■ EXERCISE BRIEF
Present every non-blank line of the rows below as a Markdown table with two columns, Line No. and Text, where Line No. counts the lines in order and Text holds each line.

■ DATA LINES
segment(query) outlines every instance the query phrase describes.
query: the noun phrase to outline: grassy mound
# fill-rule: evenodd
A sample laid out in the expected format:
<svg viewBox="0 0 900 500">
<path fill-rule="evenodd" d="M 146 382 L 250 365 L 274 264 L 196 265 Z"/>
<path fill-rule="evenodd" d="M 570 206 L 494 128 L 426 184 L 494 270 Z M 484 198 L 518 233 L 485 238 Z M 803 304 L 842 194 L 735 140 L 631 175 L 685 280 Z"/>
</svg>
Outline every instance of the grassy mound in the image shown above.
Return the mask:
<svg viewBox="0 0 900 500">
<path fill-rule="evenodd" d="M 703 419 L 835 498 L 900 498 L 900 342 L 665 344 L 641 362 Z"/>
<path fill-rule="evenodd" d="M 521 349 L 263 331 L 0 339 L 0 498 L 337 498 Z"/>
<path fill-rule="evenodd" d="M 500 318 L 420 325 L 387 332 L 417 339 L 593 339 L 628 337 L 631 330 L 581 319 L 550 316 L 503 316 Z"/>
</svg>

■ EXERCISE RESULT
| Line No. | Text |
|---|---|
| 1 | segment(query) outlines every instance the query phrase describes. |
| 2 | query: the noun phrase to outline: grassy mound |
| 3 | # fill-rule: evenodd |
| 4 | A sample laid out in the expected format: |
| 5 | <svg viewBox="0 0 900 500"> |
| 6 | <path fill-rule="evenodd" d="M 146 382 L 250 365 L 274 264 L 196 265 Z"/> |
| 7 | <path fill-rule="evenodd" d="M 570 206 L 494 128 L 426 184 L 494 270 Z M 484 198 L 518 233 L 485 238 Z M 803 304 L 842 194 L 735 140 L 631 175 L 685 280 Z"/> |
| 8 | </svg> |
| 9 | Outline every instance of the grassy mound in the image shown above. |
| 10 | Return the mask: |
| 11 | <svg viewBox="0 0 900 500"> |
| 12 | <path fill-rule="evenodd" d="M 703 419 L 835 498 L 900 498 L 900 342 L 665 344 L 641 362 Z"/> |
| 13 | <path fill-rule="evenodd" d="M 521 349 L 263 331 L 0 339 L 0 498 L 337 498 Z"/> |
| 14 | <path fill-rule="evenodd" d="M 500 318 L 420 325 L 387 332 L 417 339 L 593 339 L 628 337 L 631 330 L 581 319 L 550 316 L 503 316 Z"/> |
| 15 | </svg> |